Later in the day we decide to ask the front desk for a moto, we’ll go explore a bit and then find somewhere else for dinner.  The nice lady at the front desk asks us if we know how to drive a moto and if we’ve ever done it before and we grin and say no.  She shakes her head and strongly advises us not to rent one on this island as the roads aren’t the greatest so it’s not a good place to learn.  We assure her that we’ll be fine , we’ll go slowly and be home before dark.  She reluctantly hands over a moto and the keys and gives Dave a brief lesson since he’ll be the driver, I’ll be passenger.  Unfortunately, the hill is really steep and so they offer to drive it down for us, looks like we don’t get out of having to walk down the hill.  At the bottom of the hill at the street we get on board and off we go!  It’s very scary at first.  It looks really easy when everyone else is zipping by but you have to get the hang of it first, like riding a bike I guess.   We’re having a bit of a balance issue as Dave has to drive me and our big backpack around as well and we’re driving on the left-hand side of the road (they drive on the left in Thailand).  We’re zipping along on the dirt road and try to take a left turn onto the main road when a pick-up truck is headed straight for us turning right.  We make a narrow escape and it’s at this point I remember that we were supposed to rent helmets also but completely forgot.  We turn around immediately to slowly head back to our hotel, stopping along the way for dinner at a delicious burger bar.  We make back to our hotel just before sunset, unharmed.  The only problem is that Dave can’t drive the moto up the steep hill with me on it as well.  So much for getting a ride up the hill as Dave whizzes by and I’m struggling to climb up again.  Oh well, at least we’re home safe and sound and immediately get some helmets for tomorrow’s adventure.

=== Provided material ===
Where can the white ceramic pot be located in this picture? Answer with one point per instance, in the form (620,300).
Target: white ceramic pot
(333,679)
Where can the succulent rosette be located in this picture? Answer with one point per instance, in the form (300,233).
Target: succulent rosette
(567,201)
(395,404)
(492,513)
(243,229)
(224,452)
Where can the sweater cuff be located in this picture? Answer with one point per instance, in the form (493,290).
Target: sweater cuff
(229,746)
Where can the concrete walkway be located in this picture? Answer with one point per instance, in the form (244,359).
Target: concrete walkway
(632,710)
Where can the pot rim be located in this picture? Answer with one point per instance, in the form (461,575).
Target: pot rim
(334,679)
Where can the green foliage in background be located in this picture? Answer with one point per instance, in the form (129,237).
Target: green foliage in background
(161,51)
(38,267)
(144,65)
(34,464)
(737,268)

=== Instruction ===
List every kind of vehicle mentioned in the moto passage above.

=== Exercise solution ===
- moto
- pick-up truck
- bike